Rewrite all of the items below, changing "one pair per line" to "each pair on a separate line" wherever it occurs and keeping every other word the same.

## BEGIN STORED DATA

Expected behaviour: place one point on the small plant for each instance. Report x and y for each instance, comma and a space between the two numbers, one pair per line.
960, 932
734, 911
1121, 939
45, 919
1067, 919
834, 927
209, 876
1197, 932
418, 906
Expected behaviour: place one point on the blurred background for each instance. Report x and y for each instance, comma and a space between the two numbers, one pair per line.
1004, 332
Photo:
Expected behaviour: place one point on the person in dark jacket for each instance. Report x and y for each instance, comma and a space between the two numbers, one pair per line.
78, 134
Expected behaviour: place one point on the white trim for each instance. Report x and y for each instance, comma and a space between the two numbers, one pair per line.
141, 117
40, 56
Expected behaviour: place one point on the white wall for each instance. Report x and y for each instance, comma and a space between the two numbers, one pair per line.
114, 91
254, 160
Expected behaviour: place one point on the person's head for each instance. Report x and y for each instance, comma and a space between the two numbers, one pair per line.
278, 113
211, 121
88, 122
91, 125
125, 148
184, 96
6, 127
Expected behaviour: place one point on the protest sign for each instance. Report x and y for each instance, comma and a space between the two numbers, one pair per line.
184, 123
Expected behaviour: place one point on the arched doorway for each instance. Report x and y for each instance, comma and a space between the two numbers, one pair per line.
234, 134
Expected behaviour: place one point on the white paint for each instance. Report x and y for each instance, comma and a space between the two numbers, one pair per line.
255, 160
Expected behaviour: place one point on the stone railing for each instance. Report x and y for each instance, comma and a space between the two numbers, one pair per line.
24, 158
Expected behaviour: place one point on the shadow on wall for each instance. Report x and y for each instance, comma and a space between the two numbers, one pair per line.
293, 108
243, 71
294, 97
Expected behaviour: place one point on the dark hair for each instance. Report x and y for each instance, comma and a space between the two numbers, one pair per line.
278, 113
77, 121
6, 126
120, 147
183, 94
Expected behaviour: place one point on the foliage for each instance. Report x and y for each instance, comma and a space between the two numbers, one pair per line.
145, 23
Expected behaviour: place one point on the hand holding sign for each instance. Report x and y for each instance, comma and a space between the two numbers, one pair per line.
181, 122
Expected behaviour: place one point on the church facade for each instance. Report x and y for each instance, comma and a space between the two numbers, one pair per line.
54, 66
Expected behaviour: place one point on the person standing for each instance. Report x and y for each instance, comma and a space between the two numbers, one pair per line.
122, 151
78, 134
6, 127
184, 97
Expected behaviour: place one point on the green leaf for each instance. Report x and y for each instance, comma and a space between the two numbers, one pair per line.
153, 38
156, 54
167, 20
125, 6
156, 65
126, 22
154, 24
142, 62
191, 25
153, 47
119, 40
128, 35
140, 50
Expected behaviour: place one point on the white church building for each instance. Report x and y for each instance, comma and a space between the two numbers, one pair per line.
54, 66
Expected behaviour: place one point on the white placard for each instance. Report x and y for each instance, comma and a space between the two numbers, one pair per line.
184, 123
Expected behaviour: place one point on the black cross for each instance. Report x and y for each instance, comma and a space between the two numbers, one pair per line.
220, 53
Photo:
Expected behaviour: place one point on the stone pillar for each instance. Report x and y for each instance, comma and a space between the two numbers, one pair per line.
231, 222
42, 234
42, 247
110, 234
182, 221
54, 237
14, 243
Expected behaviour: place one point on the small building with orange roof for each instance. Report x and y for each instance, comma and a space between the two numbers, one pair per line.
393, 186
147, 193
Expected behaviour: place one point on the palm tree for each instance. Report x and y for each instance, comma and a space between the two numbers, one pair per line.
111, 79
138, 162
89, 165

## END STORED DATA

COMPLETED TASK
Expected behaviour: place one point on the small plant for each instance. Report x and y for each instance, comma and a space between the two numbers, each pair on a separate line.
960, 932
734, 911
1121, 939
45, 919
1067, 919
834, 927
209, 876
1197, 932
418, 906
Expected behaviour: place one point on the blurred background for each instance. Report x and y for each instance, comma and a space between the two numbers, each pair on a separate line.
1004, 332
Photo:
Expected behaviour: place one point on the person in dark jacket for each instance. Report x and y for each instance, comma and a space between the two numbers, each pair on a separate line.
78, 134
Expected behaviour: place one point on the white trim for each instance. Report x and y for each instance, comma and a space between the two numbers, each pair on a separate line.
141, 117
40, 56
Expected behaviour: place one point on the white wall for each instance. Report x and y for each instance, comma and a space between the two numbers, each pair on a separate line.
114, 91
254, 160
Expected behaviour: place one point on the person's head for each instance. Report x and y for each instance, comma and a space between the two numbers, each pair on a separate line.
278, 113
211, 121
88, 122
91, 125
125, 148
184, 96
6, 127
Expected behaviour: place one point on the protest sign for each instance. Report x and y for each instance, comma and a space between the two numbers, each pair on a separate line.
184, 123
Expected behaviour: place one point on the arched doorway for each instance. Report x and y for each instance, comma and a space between the two numbers, each pair on a separate line.
234, 134
Expected behaviour: place one point on the white paint for each instance. Report x and y for each instance, comma and a space between the two numbers, each pair on a separate line.
255, 160
Expected behaviour: place one point on the stone railing for each instance. Report x and y for each instance, comma and a space between the two numbers, each pair on a separate line.
24, 158
Expected behaviour: place one point on the shadow on wall for each instance. Report x and y for each instance, comma and a space between the two numbers, each pair on a separate line.
293, 108
243, 71
294, 97
Expected behaviour: place one point on the dark hair for each instance. Report x and y for each instance, comma and a space between the two numbers, each pair on a separate line.
278, 113
77, 121
6, 126
120, 147
183, 94
Expected behaviour: place one point on the foliage for each instance. Report x and y for each instance, comma and a space between the two numbers, each pair on a separate line.
145, 23
Expected behaviour: place one point on the hand holding sign for each instance. Report x and y for each instance, comma and a space between the two numbers, each pair on a separate line.
181, 122
Expected behaviour: place one point on the church facade for each instance. Report x and y for each instance, comma and a space between the two numbers, each pair on a separate line.
54, 66
Expected behaviour: place one point on the person standing for each instance. Report x and y for each instance, comma and a space between the two numbers, each pair on a separate line.
122, 151
78, 134
6, 127
184, 97
Expected behaviour: place one point on the green leaf for each instance. Report x and y for each instance, comma and a space between the two numbers, each pair on a separate line.
153, 38
156, 54
167, 20
125, 6
156, 65
126, 22
154, 24
142, 62
191, 25
153, 47
119, 40
128, 35
140, 50
Expected behaviour: place one point on the white church building for each instance. Report x and y for each instance, comma and a space between the two numbers, each pair on a separate line.
54, 66
Expected behaviour: place one point on the white placard for each instance. Report x and y for each instance, comma and a space between the two numbers, each pair on a separate line.
184, 123
Expected behaviour: place one point on the black cross for each instance. Report x and y for each instance, comma and a space between the two numbers, each pair on a separate line.
220, 53
Photo:
Expected behaviour: place one point on the stone pillar for each instance. Report x and y for each instance, comma and a space between the two numbers, each pair on a separate line.
231, 222
42, 234
42, 247
110, 234
182, 221
54, 237
14, 243
Expected behaviour: place one point on the small building with orange roof for each instance. Report x and y for each instance, comma and a space between the two numbers, each pair on a separate line.
393, 186
147, 193
Expected behaviour: place one point on the palm tree for each instance. Report x and y for each instance, comma and a space between the two numbers, each pair on a separate line.
111, 79
138, 162
89, 165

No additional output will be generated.